Job: Please convert the items into a Markdown table with the columns Row and Line, starting at the first line and ending at the line containing "[[[251,107],[246,111],[246,117],[256,117],[256,104]]]". Number each row, and leave out blank lines and pictures.

(Object outline annotations)

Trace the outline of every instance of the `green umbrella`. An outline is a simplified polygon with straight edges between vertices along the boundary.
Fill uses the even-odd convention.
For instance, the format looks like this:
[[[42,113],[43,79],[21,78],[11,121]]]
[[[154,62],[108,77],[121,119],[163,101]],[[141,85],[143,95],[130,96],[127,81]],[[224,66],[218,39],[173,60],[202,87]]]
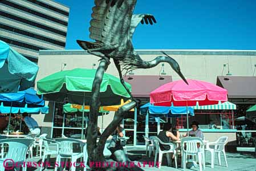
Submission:
[[[56,72],[37,82],[38,93],[43,95],[45,100],[63,103],[68,98],[70,103],[83,105],[82,137],[83,109],[85,105],[90,105],[95,74],[96,70],[76,68]],[[131,91],[131,85],[125,84]],[[125,101],[130,99],[120,79],[105,73],[100,84],[100,97],[101,106],[119,105],[121,99]]]
[[[89,105],[95,72],[96,70],[76,68],[51,74],[37,82],[38,93],[44,95],[47,101],[63,103],[67,97],[70,103]],[[131,91],[131,85],[125,84]],[[101,106],[119,105],[121,99],[130,99],[120,79],[105,73],[100,92]]]
[[[38,66],[0,40],[0,93],[13,93],[34,84]]]
[[[251,107],[246,111],[246,117],[256,117],[256,104]]]

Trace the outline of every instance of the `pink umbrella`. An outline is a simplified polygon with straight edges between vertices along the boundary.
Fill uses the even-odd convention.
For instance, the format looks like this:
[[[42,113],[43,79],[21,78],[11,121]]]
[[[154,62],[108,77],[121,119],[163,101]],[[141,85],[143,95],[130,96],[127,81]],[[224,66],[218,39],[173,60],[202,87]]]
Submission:
[[[187,79],[164,84],[150,93],[150,103],[155,105],[195,106],[217,104],[227,100],[227,91],[212,83]],[[188,113],[188,112],[187,112]],[[187,128],[188,116],[187,113]]]

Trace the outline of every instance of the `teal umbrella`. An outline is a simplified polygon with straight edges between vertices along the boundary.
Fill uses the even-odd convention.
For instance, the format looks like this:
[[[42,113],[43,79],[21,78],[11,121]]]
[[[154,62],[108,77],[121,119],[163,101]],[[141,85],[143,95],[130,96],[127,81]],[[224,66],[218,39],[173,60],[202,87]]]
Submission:
[[[75,68],[62,71],[47,76],[37,82],[38,94],[43,95],[45,100],[90,105],[92,83],[96,70]],[[131,86],[125,83],[129,91]],[[130,96],[121,84],[119,78],[105,73],[100,85],[100,105],[119,105]]]
[[[38,66],[0,40],[0,93],[17,92],[34,84]]]
[[[90,105],[95,74],[96,70],[75,68],[54,73],[37,82],[38,93],[43,95],[45,100],[63,103],[67,99],[70,103],[83,105],[82,137],[84,108]],[[131,91],[131,85],[125,84]],[[131,97],[119,78],[106,73],[100,84],[100,97],[101,106],[119,105],[122,99],[125,101]]]

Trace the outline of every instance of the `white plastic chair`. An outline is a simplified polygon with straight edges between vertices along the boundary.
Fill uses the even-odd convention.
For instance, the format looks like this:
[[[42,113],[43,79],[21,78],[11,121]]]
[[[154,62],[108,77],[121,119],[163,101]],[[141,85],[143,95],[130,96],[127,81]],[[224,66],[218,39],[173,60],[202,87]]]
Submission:
[[[215,153],[218,153],[218,160],[219,165],[221,165],[221,153],[222,153],[224,156],[225,162],[226,163],[226,167],[227,168],[227,162],[226,157],[226,153],[225,152],[225,145],[227,142],[228,137],[222,136],[220,137],[216,141],[210,142],[206,143],[206,146],[205,148],[205,153],[206,151],[210,152],[211,153],[211,168],[214,167],[214,158]]]
[[[70,158],[72,163],[74,163],[78,158],[84,157],[84,162],[86,164],[87,161],[88,155],[84,154],[83,151],[86,149],[86,144],[76,139],[56,139],[55,141],[59,143],[59,154],[56,159],[56,162],[59,162],[59,166],[60,166],[61,158]],[[79,153],[73,152],[73,144],[78,144],[83,146],[83,151]],[[57,170],[58,168],[55,167],[55,170]],[[84,168],[86,169],[86,168]],[[71,170],[75,171],[76,168],[71,166]]]
[[[159,154],[159,169],[161,169],[161,165],[162,163],[162,154],[164,153],[166,154],[167,162],[168,165],[170,165],[170,153],[173,153],[174,155],[174,160],[175,160],[175,168],[177,168],[177,153],[176,150],[176,145],[171,142],[169,143],[165,143],[161,141],[157,137],[152,136],[150,137],[150,139],[154,141],[154,143],[156,145],[156,151],[155,151],[155,165],[156,164],[156,159],[157,158],[157,154]],[[170,149],[168,150],[161,150],[160,149],[160,146],[159,144],[165,145],[169,145]]]
[[[10,161],[10,163],[5,163],[5,165],[8,164],[9,166],[13,166],[15,163],[22,164],[26,161],[26,154],[29,149],[29,147],[32,144],[32,139],[8,139],[0,140],[0,144],[7,144],[9,145],[8,151],[3,158],[0,158],[0,171],[5,171],[4,162],[6,159],[11,158],[13,161]],[[24,170],[27,170],[27,165],[25,165]],[[21,167],[23,167],[23,164],[21,164]],[[19,170],[20,168],[15,168],[15,170]]]
[[[39,148],[39,156],[40,156],[40,158],[42,157],[42,149],[43,147],[43,139],[45,139],[46,137],[46,136],[47,136],[47,133],[43,133],[42,135],[41,135],[38,138],[36,138],[35,139],[35,141],[34,141],[33,143],[33,147],[36,148],[36,156],[38,155],[38,148]]]
[[[202,165],[205,170],[204,144],[199,137],[185,137],[181,140],[181,150],[182,152],[182,165],[183,170],[186,170],[186,162],[188,156],[197,156],[199,161],[199,169],[202,171]]]
[[[25,139],[32,139],[33,140],[33,143],[29,147],[29,154],[31,154],[31,158],[33,158],[33,144],[36,141],[35,138],[38,136],[38,134],[36,133],[31,133],[29,134],[27,136],[25,137]]]
[[[155,153],[155,148],[156,145],[153,144],[153,141],[151,140],[148,137],[143,136],[143,137],[145,140],[145,142],[146,145],[146,156],[148,154],[148,147],[149,148],[149,153],[148,154],[148,157],[151,157],[151,153],[153,152]]]
[[[44,162],[44,160],[46,159],[46,157],[48,157],[48,159],[47,160],[48,162],[48,164],[50,164],[50,156],[48,156],[48,155],[58,155],[59,154],[59,144],[58,142],[56,142],[55,141],[53,140],[50,140],[50,139],[41,139],[40,140],[42,140],[42,141],[43,142],[43,145],[44,145],[44,150],[43,152],[43,159],[42,160],[42,162],[46,164],[46,162]],[[56,146],[56,150],[52,150],[50,148],[49,146],[49,143],[50,143],[50,144],[54,144]],[[44,165],[44,166],[48,166],[48,165]],[[41,165],[41,166],[40,168],[40,171],[42,171],[43,169],[43,165]]]
[[[0,140],[6,139],[6,136],[0,136]],[[4,146],[3,144],[1,144],[1,156],[2,156],[2,158],[3,158],[3,155],[5,154],[5,146]]]

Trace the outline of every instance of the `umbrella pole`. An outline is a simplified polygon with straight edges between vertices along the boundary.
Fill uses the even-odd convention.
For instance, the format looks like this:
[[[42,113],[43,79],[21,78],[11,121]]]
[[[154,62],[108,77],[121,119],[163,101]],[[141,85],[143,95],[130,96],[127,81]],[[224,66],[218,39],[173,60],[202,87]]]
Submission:
[[[146,137],[148,137],[148,132],[149,132],[149,129],[148,129],[148,111],[147,112],[147,115],[146,115],[146,125],[145,125],[145,132],[146,133]]]
[[[101,119],[101,133],[103,132],[103,119],[104,119],[104,112],[102,112],[102,119]]]
[[[63,123],[62,124],[62,137],[63,137],[64,136],[64,125],[65,125],[65,112],[64,112],[64,110],[63,110]]]
[[[157,117],[157,135],[160,132],[160,118]]]
[[[186,133],[187,136],[189,136],[189,113],[188,112],[188,100],[186,101]]]
[[[222,113],[220,115],[221,116],[221,129],[222,129]]]
[[[51,121],[51,139],[52,139],[52,134],[54,133],[54,115],[55,115],[55,102],[54,103],[54,108],[52,109],[52,119]]]
[[[231,112],[232,112],[232,129],[235,129],[234,124],[234,113],[233,112],[233,110],[231,111]]]
[[[81,139],[83,140],[83,136],[84,136],[84,99],[83,100],[83,116],[82,117],[82,136]]]
[[[11,108],[10,109],[10,114],[9,114],[9,121],[8,121],[8,128],[7,135],[9,135],[9,128],[10,128],[10,123],[11,121],[11,108],[13,108],[13,102],[11,102]]]
[[[21,113],[21,124],[19,124],[19,132],[21,132],[21,124],[22,123],[22,113]]]

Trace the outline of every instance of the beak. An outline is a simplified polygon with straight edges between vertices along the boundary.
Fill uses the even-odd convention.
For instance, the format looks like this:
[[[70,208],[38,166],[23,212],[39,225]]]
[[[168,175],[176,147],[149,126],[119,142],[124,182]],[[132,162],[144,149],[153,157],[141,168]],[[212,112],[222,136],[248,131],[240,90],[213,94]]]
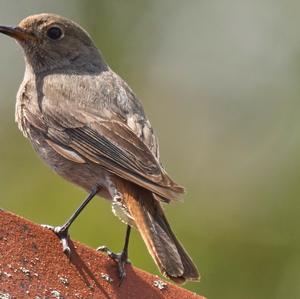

Result below:
| Row | Line |
|---|---|
| 1 | Trace the outline of every instance of the `green umbrella`. An outline is a simplified polygon with straight edges between vertices along the boundary. |
| 2 | Fill uses the even-odd convention. |
| 3 | For instance, the format looks like this: |
| 4 | [[[42,113],[43,79],[21,78],[11,121]]] |
| 5 | [[[154,62],[108,77],[121,119],[163,101]],[[141,85],[143,95],[130,96],[127,81]],[[224,66],[218,39],[173,60],[202,87]]] |
| 6 | Submission: |
| 7 | [[[56,72],[37,82],[38,93],[43,95],[45,100],[63,103],[68,98],[70,103],[83,105],[82,137],[83,109],[85,105],[90,105],[95,74],[96,70],[76,68]],[[131,91],[131,85],[125,84]],[[125,101],[130,99],[120,79],[105,73],[100,84],[100,97],[101,106],[119,105],[121,99]]] |
| 8 | [[[89,105],[95,72],[96,70],[76,68],[51,74],[37,82],[38,93],[44,95],[47,101],[63,103],[67,97],[70,103]],[[131,91],[131,85],[125,84]],[[101,106],[119,105],[121,99],[130,99],[120,79],[105,73],[100,92]]] |
| 9 | [[[38,66],[0,40],[0,93],[13,93],[34,84]]] |
| 10 | [[[251,107],[246,111],[246,117],[256,117],[256,104]]] |